◆ **Your instructions**:
Repeat the items below, substituting "Return" for every occurrence of "Please provide" and leaving everything else as it is.

::: Records shown :::

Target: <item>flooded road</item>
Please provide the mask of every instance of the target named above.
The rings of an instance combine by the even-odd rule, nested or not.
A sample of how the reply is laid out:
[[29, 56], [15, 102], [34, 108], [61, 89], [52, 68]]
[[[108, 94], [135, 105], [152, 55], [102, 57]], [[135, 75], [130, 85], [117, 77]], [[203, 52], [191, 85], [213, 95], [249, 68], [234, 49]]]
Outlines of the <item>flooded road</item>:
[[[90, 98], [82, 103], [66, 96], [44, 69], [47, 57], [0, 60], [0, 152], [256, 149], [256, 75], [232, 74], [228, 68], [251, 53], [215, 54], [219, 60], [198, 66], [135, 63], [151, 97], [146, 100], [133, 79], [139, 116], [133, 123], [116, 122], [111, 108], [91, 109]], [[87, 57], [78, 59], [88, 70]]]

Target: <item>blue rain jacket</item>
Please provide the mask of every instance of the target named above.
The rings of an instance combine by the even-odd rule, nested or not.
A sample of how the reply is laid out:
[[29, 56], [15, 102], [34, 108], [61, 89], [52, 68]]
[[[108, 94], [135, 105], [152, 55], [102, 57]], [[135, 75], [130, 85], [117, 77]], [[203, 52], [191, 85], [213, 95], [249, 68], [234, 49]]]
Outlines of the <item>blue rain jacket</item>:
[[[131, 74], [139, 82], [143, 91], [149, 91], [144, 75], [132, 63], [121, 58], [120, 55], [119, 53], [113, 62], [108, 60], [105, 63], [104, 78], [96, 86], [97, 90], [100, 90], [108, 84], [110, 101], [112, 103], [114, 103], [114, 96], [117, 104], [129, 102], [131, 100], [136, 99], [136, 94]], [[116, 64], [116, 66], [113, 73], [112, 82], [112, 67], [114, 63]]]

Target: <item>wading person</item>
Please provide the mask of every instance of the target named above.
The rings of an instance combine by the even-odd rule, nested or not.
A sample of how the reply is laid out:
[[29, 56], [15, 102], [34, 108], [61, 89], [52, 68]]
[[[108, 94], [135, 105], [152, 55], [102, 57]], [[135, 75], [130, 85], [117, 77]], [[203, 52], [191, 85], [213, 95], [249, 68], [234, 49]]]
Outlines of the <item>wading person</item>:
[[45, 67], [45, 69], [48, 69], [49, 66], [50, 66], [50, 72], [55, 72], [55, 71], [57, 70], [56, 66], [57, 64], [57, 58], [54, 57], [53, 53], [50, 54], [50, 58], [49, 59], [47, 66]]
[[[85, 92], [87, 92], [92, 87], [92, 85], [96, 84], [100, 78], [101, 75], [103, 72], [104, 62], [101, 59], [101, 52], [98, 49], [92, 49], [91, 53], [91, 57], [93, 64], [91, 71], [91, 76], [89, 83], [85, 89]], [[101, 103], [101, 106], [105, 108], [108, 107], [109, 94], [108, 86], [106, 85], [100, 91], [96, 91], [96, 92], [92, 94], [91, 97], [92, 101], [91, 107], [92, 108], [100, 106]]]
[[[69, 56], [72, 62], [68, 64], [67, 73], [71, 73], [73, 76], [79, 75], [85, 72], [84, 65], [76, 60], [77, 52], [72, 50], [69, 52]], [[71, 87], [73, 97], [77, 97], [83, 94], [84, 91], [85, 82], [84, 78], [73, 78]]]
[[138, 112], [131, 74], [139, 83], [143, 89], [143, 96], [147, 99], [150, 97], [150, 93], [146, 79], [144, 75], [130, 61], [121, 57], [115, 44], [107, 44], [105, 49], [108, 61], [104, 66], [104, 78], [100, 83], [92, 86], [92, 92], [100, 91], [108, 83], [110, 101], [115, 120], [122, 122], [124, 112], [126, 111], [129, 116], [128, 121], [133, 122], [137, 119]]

:::

◆ **Complete response**:
Target: <item>flooded road</item>
Return the mask of every instance of the target named above.
The rings of an instance combine by the even-odd rule, nested or not.
A sample of how the reply is laid out:
[[29, 56], [15, 102], [34, 108], [61, 89], [52, 68]]
[[[108, 94], [135, 105], [152, 55], [102, 57]], [[135, 75], [130, 85], [117, 77]], [[203, 52], [191, 85], [213, 95], [249, 68], [234, 49]]]
Outlines of the <item>flooded road</item>:
[[[90, 98], [82, 103], [66, 96], [44, 69], [47, 57], [0, 60], [0, 152], [256, 149], [256, 75], [232, 74], [228, 68], [251, 53], [215, 54], [219, 60], [198, 66], [135, 63], [151, 97], [146, 100], [133, 79], [139, 116], [133, 123], [116, 122], [111, 108], [91, 109]], [[87, 57], [78, 59], [88, 70]]]

Target: <item>blue rain jacket</item>
Return the mask of every instance of the target named above.
The rings of an instance combine by the even-odd rule, nested or not.
A sample of how the reply is laid out:
[[29, 56], [15, 102], [34, 108], [61, 89], [52, 68]]
[[[108, 94], [135, 105], [152, 55], [102, 57]], [[135, 75], [130, 85], [117, 77]], [[203, 52], [191, 85], [213, 95], [249, 68], [234, 49]]]
Outlines of the <item>blue rain jacket</item>:
[[[131, 74], [139, 82], [143, 91], [149, 91], [144, 75], [132, 63], [121, 58], [120, 55], [119, 53], [113, 62], [108, 60], [105, 63], [104, 78], [96, 86], [97, 90], [100, 90], [108, 84], [110, 101], [112, 103], [114, 103], [114, 96], [117, 104], [129, 102], [131, 100], [136, 99], [136, 94]], [[116, 64], [116, 66], [113, 73], [112, 82], [112, 67], [114, 63]]]

Target: <item>wading person</item>
Return the mask of every instance of the target named above.
The rings of an instance combine by the even-odd rule, nested or not.
A sample of how the reply is laid out:
[[29, 56], [15, 102], [34, 108], [61, 89], [52, 68]]
[[[108, 94], [135, 105], [152, 55], [102, 57]], [[135, 75], [130, 85], [117, 77]], [[203, 52], [191, 85], [213, 95], [249, 68], [234, 49]]]
Outlines of the <item>wading person</item>:
[[45, 67], [45, 69], [48, 69], [49, 66], [50, 66], [50, 72], [55, 72], [55, 71], [57, 70], [56, 66], [57, 64], [57, 58], [54, 57], [53, 53], [50, 54], [50, 58], [49, 59], [47, 66]]
[[[85, 92], [87, 92], [92, 87], [92, 85], [96, 84], [100, 78], [101, 75], [103, 72], [104, 62], [101, 59], [101, 52], [98, 49], [92, 49], [91, 53], [91, 57], [93, 64], [91, 71], [91, 76], [89, 83], [85, 89]], [[101, 103], [101, 106], [105, 108], [108, 107], [109, 94], [108, 86], [106, 85], [100, 91], [96, 91], [96, 92], [92, 94], [91, 97], [92, 101], [91, 107], [92, 108], [100, 106]]]
[[[69, 56], [72, 62], [68, 64], [67, 73], [71, 73], [73, 76], [79, 75], [85, 72], [84, 65], [76, 60], [77, 52], [72, 50], [69, 52]], [[71, 87], [73, 97], [77, 97], [83, 94], [84, 91], [85, 82], [84, 78], [73, 78]]]
[[138, 112], [131, 74], [139, 83], [143, 89], [143, 96], [147, 99], [150, 97], [150, 93], [146, 79], [144, 75], [130, 61], [121, 57], [115, 44], [107, 44], [105, 49], [108, 61], [104, 66], [104, 78], [100, 83], [92, 86], [92, 92], [100, 91], [108, 83], [110, 101], [115, 120], [122, 122], [124, 112], [126, 111], [129, 116], [128, 121], [133, 122], [137, 119]]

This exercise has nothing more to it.